What this task involves:
Reproduce every one of the lines below, but offset each coordinate in the answers by 149 and leave the pictures out.

================================

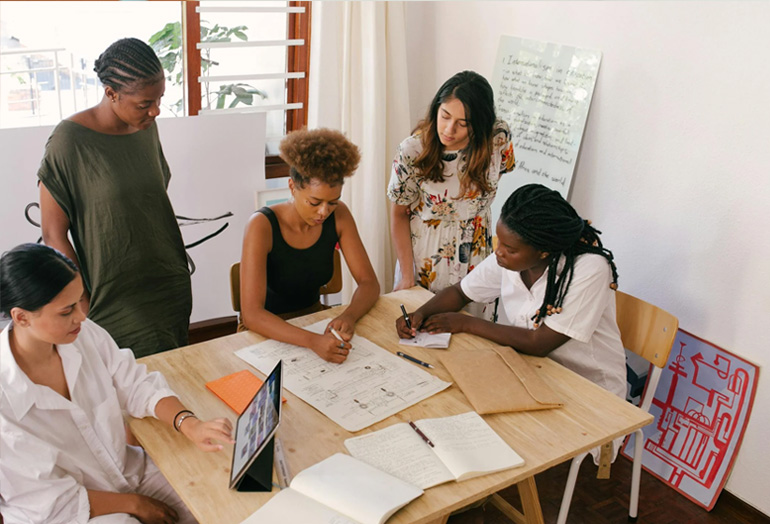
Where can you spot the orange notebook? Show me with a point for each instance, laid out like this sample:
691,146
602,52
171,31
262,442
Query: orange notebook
236,389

================================

Full output:
Where can you spot the orange notebook? Show me with a point for each instance, laid out like this sample:
691,146
602,52
171,31
262,442
Query: orange notebook
385,538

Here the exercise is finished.